Document passage »
Manisha Naik

Personal information
- Date of birth: 1 April 2003 (age 22)
- Place of birth: Keonjhar, Odisha, India
- Position: Forward

Team information
- Current team: Odisha
- Number: 9

Senior career*
- Years: Team / Apps / (Gls)
- Sports Odisha
- Odisha Police
- 2024–: Odisha

International career^{‡}
- 2020: India U17
- 2025–: India / 1 / (0)

= Manisha Naik =

Indian footballer (born 2003)

Manisha Naik (born 1 April 2003) is an Indian professional footballer from Odisha, who plays as a forward for the Indian Women's League club Nita and the India national football team. She has also played for Sports Odisha and Odisha state in the domestic competitions.

== Early life ==
Naik is from Keonjhar, Odisha. She learnt her basics at the Sports Hostel, Bhubaneswar. One of her first coaches were Mamata Sawant and Geetanjali Khuntia. She is employed with Odisha Police. She now trains under Crispin Chettri.

== Career ==

=== Domestic ===
Naik started as a sub-junior player for Odisha which reached the semifinals of the sub-junior Girls National Football Championship played at Imphal, Manipur in October 2017. She played the sub Junior Nationals again at home in Cuttack and scored 10 goals as part of the Odisha team in July 2018.

Dataset entries »
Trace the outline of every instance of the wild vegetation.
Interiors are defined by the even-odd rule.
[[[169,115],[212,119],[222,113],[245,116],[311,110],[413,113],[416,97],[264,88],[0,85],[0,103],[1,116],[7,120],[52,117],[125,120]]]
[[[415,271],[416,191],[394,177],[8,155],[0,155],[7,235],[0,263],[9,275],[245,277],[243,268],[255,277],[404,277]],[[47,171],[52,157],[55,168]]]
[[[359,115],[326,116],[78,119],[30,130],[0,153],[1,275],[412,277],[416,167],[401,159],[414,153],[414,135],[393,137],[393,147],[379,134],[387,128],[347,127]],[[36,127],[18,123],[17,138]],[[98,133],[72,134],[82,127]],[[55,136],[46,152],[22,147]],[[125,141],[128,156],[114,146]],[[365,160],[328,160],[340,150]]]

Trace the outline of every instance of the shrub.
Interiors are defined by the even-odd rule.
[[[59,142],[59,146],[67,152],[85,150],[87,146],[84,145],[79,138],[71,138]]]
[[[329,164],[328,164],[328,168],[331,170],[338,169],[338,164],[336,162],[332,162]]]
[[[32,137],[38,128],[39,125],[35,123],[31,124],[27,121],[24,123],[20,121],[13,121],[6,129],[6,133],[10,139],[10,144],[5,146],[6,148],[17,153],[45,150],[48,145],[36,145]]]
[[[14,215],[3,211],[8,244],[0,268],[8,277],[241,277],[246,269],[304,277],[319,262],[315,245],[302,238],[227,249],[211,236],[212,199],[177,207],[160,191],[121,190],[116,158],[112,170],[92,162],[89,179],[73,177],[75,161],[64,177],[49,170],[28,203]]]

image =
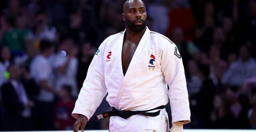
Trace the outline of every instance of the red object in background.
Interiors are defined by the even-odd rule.
[[[71,115],[75,107],[75,101],[70,100],[68,102],[60,101],[55,108],[54,122],[58,124],[58,130],[71,130],[73,129],[76,119]]]
[[[178,8],[171,10],[168,14],[170,23],[166,36],[171,38],[172,32],[179,27],[183,31],[185,41],[193,40],[196,22],[191,8]]]

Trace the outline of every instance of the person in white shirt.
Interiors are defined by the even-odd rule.
[[[248,78],[256,77],[256,61],[250,54],[249,48],[243,45],[238,59],[232,63],[222,78],[222,82],[231,86],[239,86]]]
[[[62,40],[59,52],[56,55],[53,63],[54,70],[56,72],[55,88],[60,91],[62,86],[70,86],[72,88],[71,96],[77,98],[78,49],[71,38],[66,37]]]
[[[53,74],[48,57],[52,52],[52,44],[47,40],[42,40],[40,46],[40,54],[32,60],[30,65],[30,76],[38,85],[40,92],[36,102],[37,113],[40,119],[37,126],[39,130],[54,129],[52,116],[54,94],[58,92],[53,87]]]
[[[128,0],[122,18],[126,30],[106,38],[89,67],[72,115],[74,131],[82,132],[103,98],[113,111],[110,132],[168,132],[164,106],[170,99],[171,132],[183,131],[190,113],[184,68],[175,44],[146,26],[144,3]],[[167,85],[170,87],[168,90]]]

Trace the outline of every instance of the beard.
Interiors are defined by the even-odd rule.
[[[138,19],[142,21],[142,24],[141,25],[135,25],[135,22]],[[128,20],[128,19],[126,19],[125,23],[127,26],[127,27],[132,31],[134,32],[140,32],[143,30],[145,29],[146,23],[146,20],[145,21],[141,19],[136,19],[136,20],[131,21]]]

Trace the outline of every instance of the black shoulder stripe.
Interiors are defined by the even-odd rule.
[[[178,48],[177,48],[177,47],[175,47],[175,48],[174,49],[174,55],[180,59],[181,58],[181,56],[180,56],[180,55],[178,53],[177,51]]]
[[[165,36],[164,36],[164,35],[163,35],[162,34],[159,34],[158,33],[157,33],[157,32],[153,32],[153,31],[150,31],[150,34],[158,34],[159,36],[162,37],[162,38],[164,38],[167,39],[168,41],[169,41],[169,42],[170,42],[171,43],[171,44],[174,44],[174,43],[173,42],[172,42],[172,41],[171,41],[171,40],[170,40],[170,39],[169,39],[169,38],[168,38]]]

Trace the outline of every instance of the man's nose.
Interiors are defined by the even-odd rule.
[[[137,12],[137,13],[136,13],[136,17],[139,18],[141,18],[141,14],[140,14],[140,11]]]

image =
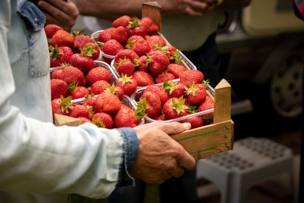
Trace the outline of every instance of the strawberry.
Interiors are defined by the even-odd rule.
[[[112,75],[109,71],[102,66],[95,67],[91,69],[87,74],[86,81],[89,86],[98,80],[104,80],[108,83],[111,82]]]
[[[114,126],[116,128],[123,127],[134,127],[140,123],[140,119],[135,117],[134,111],[124,106],[116,114],[114,118]]]
[[[127,77],[126,75],[122,75],[122,77],[118,79],[116,86],[121,87],[125,94],[130,96],[136,90],[137,82],[132,78],[132,76]]]
[[[198,110],[199,111],[204,111],[208,109],[213,109],[214,107],[214,101],[213,99],[209,96],[206,96],[205,100],[203,103],[199,106]],[[204,115],[204,116],[208,117],[211,116],[213,114],[213,111],[206,113]]]
[[[188,101],[195,105],[200,105],[205,100],[207,95],[205,85],[202,84],[195,84],[193,82],[192,84],[189,82],[189,88],[185,87]]]
[[[138,59],[139,64],[137,66],[137,71],[145,71],[146,72],[148,71],[149,66],[148,65],[148,63],[145,61],[146,58],[147,56],[145,55],[143,55],[139,57],[139,59]]]
[[[189,87],[188,82],[192,84],[202,84],[204,82],[204,75],[200,71],[190,70],[183,71],[180,74],[180,82],[184,86]]]
[[[187,68],[183,65],[175,63],[170,63],[168,66],[168,69],[169,73],[175,76],[175,78],[180,78],[181,73],[187,70]]]
[[[59,79],[63,70],[63,69],[61,67],[53,71],[51,73],[51,78],[52,79]]]
[[[103,53],[110,56],[115,56],[123,49],[123,45],[117,40],[114,39],[111,39],[105,42],[101,48]]]
[[[83,98],[86,95],[89,95],[89,90],[82,86],[74,86],[69,89],[70,93],[68,95],[72,97],[72,99]]]
[[[113,21],[112,27],[116,28],[121,26],[125,27],[129,24],[129,21],[132,21],[132,18],[127,15],[123,15]]]
[[[99,94],[105,90],[109,85],[109,83],[105,80],[98,80],[92,84],[90,89],[90,94]]]
[[[120,50],[114,58],[114,64],[119,62],[120,58],[123,59],[125,57],[127,59],[134,61],[135,59],[139,59],[139,56],[133,50],[129,49],[124,49]]]
[[[149,35],[152,35],[159,30],[158,26],[154,22],[153,20],[149,17],[145,17],[141,18],[141,23],[146,28],[146,33]]]
[[[170,59],[170,63],[179,64],[179,61],[182,60],[178,53],[179,50],[177,50],[173,46],[168,46],[167,52],[167,55]]]
[[[174,119],[187,115],[188,107],[184,105],[185,100],[182,96],[179,98],[172,97],[164,105],[163,110],[168,120]]]
[[[96,113],[92,118],[93,123],[99,127],[112,129],[113,119],[111,116],[104,112]]]
[[[116,71],[120,76],[122,74],[130,77],[132,76],[135,70],[133,62],[129,59],[126,59],[126,57],[124,59],[120,58],[119,63],[115,64],[114,66],[116,68]]]
[[[122,87],[115,86],[114,83],[113,83],[112,85],[110,85],[109,84],[108,87],[104,90],[104,91],[112,93],[117,96],[119,100],[121,101],[124,99],[125,93],[124,92],[123,88]]]
[[[94,60],[92,58],[92,53],[95,53],[94,46],[88,46],[86,45],[86,48],[80,49],[81,53],[73,54],[70,59],[70,63],[86,74],[95,66]]]
[[[73,55],[73,51],[70,47],[62,46],[58,48],[57,45],[55,47],[50,48],[50,66],[56,67],[61,66],[61,63],[68,63],[70,58]]]
[[[143,108],[144,113],[150,118],[154,118],[161,113],[162,102],[158,94],[150,91],[145,91],[137,102],[137,108]]]
[[[111,32],[114,29],[114,27],[110,27],[101,31],[98,34],[98,40],[101,42],[105,42],[110,40],[111,38]]]
[[[59,30],[63,30],[63,28],[60,26],[54,24],[49,24],[45,26],[44,30],[47,38],[51,39],[56,32]]]
[[[67,84],[72,83],[73,80],[75,84],[82,84],[84,79],[84,74],[76,67],[69,66],[64,67],[60,74],[60,79]]]
[[[161,45],[162,47],[166,46],[166,43],[164,38],[159,35],[153,35],[146,39],[147,43],[150,46],[151,49],[153,48],[153,46],[157,45]]]
[[[104,112],[112,115],[120,110],[121,101],[112,93],[103,92],[97,96],[94,105],[94,112]]]
[[[60,79],[51,79],[51,97],[52,100],[60,98],[60,95],[66,96],[67,84]]]
[[[87,118],[80,117],[77,117],[77,118],[78,119],[80,120],[82,124],[83,124],[85,123],[92,123],[92,121]]]
[[[175,77],[173,74],[165,71],[164,72],[159,74],[154,78],[156,83],[161,83],[164,81],[169,81],[171,80],[174,80]]]
[[[110,33],[111,39],[116,40],[120,43],[124,43],[128,40],[128,33],[124,27],[120,26],[112,30]]]
[[[147,54],[146,62],[149,63],[150,71],[153,73],[161,73],[167,70],[169,59],[167,55],[160,50],[151,50]]]
[[[187,118],[185,122],[188,122],[191,124],[191,128],[201,127],[204,125],[204,121],[199,116],[195,116]]]
[[[60,98],[52,100],[53,116],[54,117],[55,114],[69,116],[71,113],[70,110],[73,108],[71,100],[72,100],[72,97],[70,96],[64,98],[61,95]]]
[[[179,98],[183,95],[185,91],[184,85],[182,84],[174,83],[172,80],[163,83],[162,88],[168,93],[170,98]]]
[[[51,45],[54,47],[56,45],[58,47],[63,46],[71,47],[73,40],[74,39],[70,33],[65,30],[60,29],[56,31],[52,37]]]
[[[140,20],[136,17],[132,17],[132,21],[125,28],[129,37],[133,35],[144,36],[146,32],[145,26],[142,24]]]
[[[74,118],[81,117],[89,118],[89,109],[84,105],[78,104],[74,106],[69,116]]]
[[[162,88],[162,87],[157,85],[148,85],[144,91],[150,91],[156,93],[160,97],[162,102],[162,107],[164,104],[169,99],[169,96],[166,91]]]
[[[132,77],[137,82],[138,86],[143,87],[155,84],[151,75],[144,71],[135,71]]]

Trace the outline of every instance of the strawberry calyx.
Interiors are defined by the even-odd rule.
[[[170,105],[169,107],[172,109],[175,110],[177,113],[177,115],[179,114],[180,112],[185,113],[185,109],[188,109],[189,107],[187,106],[184,105],[185,103],[185,99],[183,99],[183,96],[181,96],[178,98],[178,100],[176,100],[174,98],[172,98],[172,105]]]
[[[68,113],[69,109],[72,109],[74,108],[73,104],[71,102],[71,96],[68,96],[66,98],[64,98],[62,95],[60,95],[60,100],[59,100],[59,103],[61,106],[61,112],[62,113]]]

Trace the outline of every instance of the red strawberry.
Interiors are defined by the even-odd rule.
[[[73,80],[75,84],[82,84],[84,81],[84,74],[76,67],[67,66],[63,69],[60,76],[60,79],[62,80],[67,84],[72,83]]]
[[[198,70],[190,70],[183,71],[180,74],[180,82],[189,87],[188,82],[192,84],[202,84],[204,82],[204,75]]]
[[[89,94],[89,90],[82,86],[78,86],[73,88],[70,90],[70,92],[68,96],[71,96],[72,99],[83,98]]]
[[[52,79],[59,79],[60,78],[60,74],[63,70],[63,69],[62,67],[59,67],[54,70],[51,73],[51,78]]]
[[[95,66],[94,60],[90,56],[90,54],[87,53],[87,49],[82,50],[81,53],[74,53],[70,59],[71,65],[77,67],[85,74],[88,73],[91,69]]]
[[[164,72],[159,74],[155,78],[156,83],[161,83],[164,81],[169,81],[171,80],[174,80],[175,77],[173,74],[165,71]]]
[[[131,49],[139,56],[145,55],[151,50],[150,46],[144,39],[136,40]]]
[[[188,107],[184,105],[182,96],[170,98],[165,103],[163,110],[168,120],[174,119],[187,115]]]
[[[116,71],[120,76],[122,74],[130,77],[132,76],[135,70],[133,62],[126,58],[124,59],[120,59],[119,63],[114,64],[114,66],[116,68]]]
[[[112,93],[117,96],[119,100],[121,101],[124,99],[125,93],[124,92],[123,88],[122,87],[115,86],[114,83],[113,83],[112,85],[110,85],[109,84],[108,85],[108,87],[105,89],[105,90],[104,90],[104,91]]]
[[[205,110],[207,110],[208,109],[213,109],[214,107],[214,101],[213,99],[209,96],[206,96],[205,100],[203,103],[200,105],[198,108],[199,111],[204,111]],[[213,114],[213,111],[212,111],[211,112],[208,113],[206,114],[204,114],[203,116],[208,117],[211,116]]]
[[[71,110],[70,116],[74,118],[81,117],[89,118],[89,109],[85,106],[79,104],[74,106],[74,108]]]
[[[121,26],[125,27],[129,24],[129,21],[132,21],[132,18],[127,15],[123,15],[113,21],[112,27],[118,27]]]
[[[136,90],[137,82],[132,78],[132,76],[127,77],[123,75],[122,78],[118,79],[116,86],[121,87],[125,94],[130,96]]]
[[[94,111],[104,112],[110,115],[116,114],[121,108],[121,101],[112,93],[103,92],[97,96]]]
[[[69,47],[62,46],[58,48],[57,45],[50,48],[50,66],[56,67],[61,66],[63,63],[68,63],[73,55],[73,51]]]
[[[164,40],[164,38],[159,35],[151,36],[146,39],[146,41],[150,46],[151,49],[153,48],[153,46],[157,45],[161,45],[162,47],[165,47],[166,45],[166,41]]]
[[[145,26],[142,24],[140,20],[136,17],[132,18],[132,22],[130,22],[125,28],[129,37],[133,35],[140,35],[143,37],[146,32]]]
[[[149,63],[149,69],[151,73],[161,73],[168,68],[169,58],[162,51],[151,50],[147,54],[147,57],[145,61]]]
[[[138,108],[144,108],[144,113],[150,118],[156,117],[161,113],[162,102],[160,97],[155,92],[145,91],[137,104]]]
[[[151,75],[144,71],[135,71],[132,77],[137,82],[138,86],[143,87],[155,84]]]
[[[53,116],[54,114],[58,114],[65,116],[69,116],[71,109],[73,108],[73,105],[71,103],[72,97],[68,96],[66,98],[60,96],[60,98],[56,98],[52,100],[52,112]]]
[[[149,66],[148,63],[145,61],[147,58],[147,56],[143,55],[139,58],[139,64],[137,66],[137,71],[145,71],[146,72],[149,71]]]
[[[55,32],[51,40],[51,45],[54,47],[57,45],[58,47],[63,46],[71,47],[73,44],[74,39],[72,35],[68,32],[59,30]]]
[[[152,35],[159,30],[158,26],[149,17],[145,17],[141,18],[141,23],[144,25],[146,30],[146,34]]]
[[[110,27],[101,31],[98,35],[98,40],[101,42],[105,42],[110,40],[111,38],[111,32],[114,29],[114,27]]]
[[[128,39],[128,33],[125,27],[120,26],[114,28],[111,32],[111,39],[117,40],[120,43],[124,43]]]
[[[111,116],[104,112],[96,113],[92,118],[93,123],[99,127],[112,129],[113,119]]]
[[[92,84],[90,89],[90,94],[99,94],[105,90],[109,85],[109,83],[105,80],[98,80]]]
[[[103,53],[110,56],[115,56],[123,49],[123,45],[117,40],[114,39],[111,39],[105,42],[101,48]]]
[[[114,118],[116,128],[123,127],[134,127],[140,123],[140,119],[135,116],[134,111],[127,106],[122,107]]]
[[[187,71],[187,69],[183,65],[175,63],[170,63],[168,66],[169,73],[172,73],[175,76],[175,78],[180,78],[181,73]]]
[[[205,100],[207,94],[205,85],[202,84],[195,84],[194,82],[189,85],[189,88],[185,87],[188,101],[195,105],[200,105]]]
[[[60,79],[51,79],[51,97],[52,100],[60,98],[60,95],[66,96],[67,84]]]
[[[126,58],[129,59],[132,61],[133,61],[134,59],[139,59],[139,56],[134,51],[129,49],[125,49],[120,51],[115,55],[114,64],[119,63],[119,59],[124,59],[125,57]]]
[[[188,122],[191,123],[191,128],[194,129],[197,127],[201,127],[204,125],[204,121],[199,116],[193,116],[188,118],[186,119],[185,122]]]
[[[63,30],[63,28],[59,25],[54,24],[49,24],[44,27],[45,32],[48,38],[52,38],[54,34],[58,30]]]
[[[80,117],[77,117],[77,119],[80,120],[82,124],[83,124],[85,123],[92,123],[92,121],[91,120],[90,120],[89,118]]]
[[[150,91],[157,93],[162,102],[162,107],[163,107],[166,101],[169,99],[167,92],[160,86],[157,85],[148,85],[144,92],[145,91]]]
[[[102,80],[109,83],[111,79],[112,75],[107,69],[104,67],[97,66],[89,71],[87,74],[86,80],[88,85],[91,86],[94,82]]]

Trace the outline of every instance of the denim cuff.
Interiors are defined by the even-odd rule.
[[[134,179],[129,172],[133,167],[139,150],[139,140],[135,130],[130,127],[122,127],[118,129],[124,140],[122,161],[119,166],[118,180],[116,187],[134,186]]]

Task instructions »
**A.** Summarize the Manisha Naik article in two sentences.
**B.** Write the next part of the Manisha Naik article, starting right after its final sentence.

Set of answers »
**A.** Manisha Naik, born 1 April 2003 in Keonjhar, Odisha, is an Indian professional footballer who plays as a forward and has represented the India national football team. She learned her basics at the Sports Hostel in Bhubaneswar, is employed with Odisha Police, and began as a sub-junior player for Odisha, scoring 10 goals for the Odisha team at the sub-junior nationals in Cuttack in July 2018.

**B.**
One of her first medals with senior Odisha women came when they won the silver medal in the 36th National Games at Ahmedabad on 10 October 2022. She played the 28th Senior National (final round) at Kolkata in May 2024 and the 29th Senior Women National Football Championship for Odisha at Chhattisgarh in December 2024, where as part of Odisha team, she won a silver medal. In February 2025, she was also part of the Odisha team that won the silver medal in the 38th National Games at Haldwani, Uttarakhand.

In March 2020, she also represented the bronze winning Odisha state police team at the BN Mullik Memorial  All India Police Football championships at Agartala, Tripura in March 2025.

=== International ===
Naik made her Senior India debut in the first of the two FIFA Women’s International Friendlies against Uzbekistan played on 30 May 2025 at the Padukone-Dravid Centre for Sports Excellence stadium, Bengaluru.

She was part of the under 17 Indian women’s team that won the two FIFA International Friendlies against Romania U-17 team at Turkey in February 2020.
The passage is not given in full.